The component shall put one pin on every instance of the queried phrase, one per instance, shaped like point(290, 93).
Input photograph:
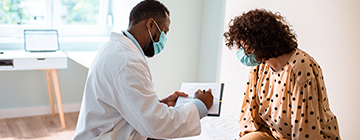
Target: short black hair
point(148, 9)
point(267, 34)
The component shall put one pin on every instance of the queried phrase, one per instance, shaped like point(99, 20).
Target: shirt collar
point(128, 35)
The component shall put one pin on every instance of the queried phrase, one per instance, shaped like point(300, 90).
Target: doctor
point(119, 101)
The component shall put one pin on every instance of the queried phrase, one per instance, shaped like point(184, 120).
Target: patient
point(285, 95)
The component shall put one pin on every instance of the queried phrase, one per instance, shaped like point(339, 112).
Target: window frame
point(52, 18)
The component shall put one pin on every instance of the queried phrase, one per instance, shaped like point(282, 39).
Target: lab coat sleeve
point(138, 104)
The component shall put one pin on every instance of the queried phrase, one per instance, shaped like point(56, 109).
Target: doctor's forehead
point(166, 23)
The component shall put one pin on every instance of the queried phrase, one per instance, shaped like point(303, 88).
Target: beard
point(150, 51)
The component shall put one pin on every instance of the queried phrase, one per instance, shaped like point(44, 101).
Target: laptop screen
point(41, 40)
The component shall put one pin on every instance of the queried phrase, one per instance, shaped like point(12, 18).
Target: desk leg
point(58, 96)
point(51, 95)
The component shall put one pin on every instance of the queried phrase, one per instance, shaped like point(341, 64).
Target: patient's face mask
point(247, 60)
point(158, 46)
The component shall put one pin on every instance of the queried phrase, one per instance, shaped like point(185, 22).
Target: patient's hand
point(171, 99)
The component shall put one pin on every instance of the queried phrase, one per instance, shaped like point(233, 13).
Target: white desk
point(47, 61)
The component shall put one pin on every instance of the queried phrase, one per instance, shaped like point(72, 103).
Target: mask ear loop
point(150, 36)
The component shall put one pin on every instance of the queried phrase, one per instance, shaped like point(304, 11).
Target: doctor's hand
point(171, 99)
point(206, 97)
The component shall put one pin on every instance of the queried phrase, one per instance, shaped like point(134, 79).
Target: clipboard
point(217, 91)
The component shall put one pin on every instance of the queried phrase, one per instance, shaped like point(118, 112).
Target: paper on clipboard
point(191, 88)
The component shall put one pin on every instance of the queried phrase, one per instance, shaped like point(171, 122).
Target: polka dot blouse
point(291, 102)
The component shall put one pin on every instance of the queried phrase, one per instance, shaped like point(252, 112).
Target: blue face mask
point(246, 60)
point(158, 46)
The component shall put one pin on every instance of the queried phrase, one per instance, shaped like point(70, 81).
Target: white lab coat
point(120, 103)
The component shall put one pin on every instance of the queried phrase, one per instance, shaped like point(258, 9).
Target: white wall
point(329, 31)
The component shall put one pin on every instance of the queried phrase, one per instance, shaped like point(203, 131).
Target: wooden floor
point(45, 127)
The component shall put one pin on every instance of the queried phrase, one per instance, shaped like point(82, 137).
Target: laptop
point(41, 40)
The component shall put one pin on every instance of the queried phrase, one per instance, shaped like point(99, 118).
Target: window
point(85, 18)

# # # #

Goal >>
Rewrite all of the lines above, replacing "component" with "tool" everywhere and changing nothing else. Leave the pictures out of your answer.

Output below >>
The tool shall put one pin on every instance of the queried phrase, one per instance, shaped like point(290, 93).
Input photograph:
Target: short black hair
point(148, 9)
point(267, 34)
The tool shall put one pin on every instance of the queried phrase, one per instance, shaped like point(99, 20).
Target: shirt collar
point(128, 35)
The tool shall put one pin on every instance of the queried phrase, one per instance, shaped like point(300, 90).
Target: doctor
point(119, 101)
The tool shall put one pin on every instance of the queried phrase, one per instance, shaped like point(184, 120).
Target: patient
point(285, 95)
The tool shall put one pin on every instance of the queried phrase, one per instance, shaped like point(339, 112).
Target: window frame
point(52, 18)
The tool shall put one pin on every instance of the queried phrase, one per instance, shaped like point(282, 39).
Target: lab coat sleeve
point(138, 104)
The tool shall put one pin on every instance of the queried phrase, one per instance, shaped like point(56, 109).
Target: doctor's forehead
point(166, 23)
The tool shall put one pin on every instance of the queried phrase, one per instance, shaped like point(303, 88).
Target: beard
point(150, 51)
The tool shall put one pin on every instance of the queried phrase, one per instance, shaped like point(44, 101).
Target: laptop screen
point(41, 40)
The tool shall put one pin on every instance of the queried phrase, one per instance, shaped like point(12, 18).
Target: desk leg
point(58, 96)
point(51, 95)
The tool shall put one pin on every instance of the queried phrase, one per instance, shaped like point(341, 64).
Target: patient's face mask
point(247, 60)
point(158, 46)
The tool shall put one pin on every instance of the queried phrase, one per instance, shaped like point(185, 22).
Target: patient's hand
point(171, 99)
The tool shall put one pin on every instance of the queried phrase, one per instance, shaped like point(233, 13).
Target: white desk
point(47, 61)
The tool shall put one pin on every instance of the queried phrase, one per instance, shaped like point(72, 103).
Target: mask ear loop
point(150, 36)
The tool shall put one pin on every instance of the queried phrase, one per instance, shaped like point(304, 11).
Target: doctor's hand
point(171, 99)
point(206, 97)
The tool shall put one pin on every instance of the queried phrase, one per instance, shaped like point(134, 79).
Target: clipboard
point(217, 91)
The tool shall put one pin on every instance of the queried phrase, one per instance, shaped like point(118, 112).
Target: paper on clipboard
point(191, 88)
The tool shall put one pin on every instance of the queried phrase, one per instance, shaped like point(171, 122).
Target: polka dot blouse
point(291, 102)
The tool shall put one pin on every instance of the queried phrase, one per instance, shaped like point(252, 112).
Target: blue face mask
point(246, 60)
point(158, 46)
The tool shall put one pin on every instance of the queried phrase, one per instance, shaped like point(70, 81).
Target: white lab coat
point(120, 103)
The tool shall put one pin on every instance of the queried phrase, one per instance, shaped like point(258, 9).
Target: white wall
point(329, 31)
The tool shall put one pin on every instance of the queried phrase, one per instance, shaped like point(203, 131).
Target: wooden floor
point(45, 127)
The tool shall put one pin on every instance of the queried phrase, one per instance, shaped like point(82, 137).
Target: laptop
point(41, 40)
The tool shall put one pin on every instance of the queried phrase, one per instance, shaped like point(99, 118).
Target: window
point(85, 18)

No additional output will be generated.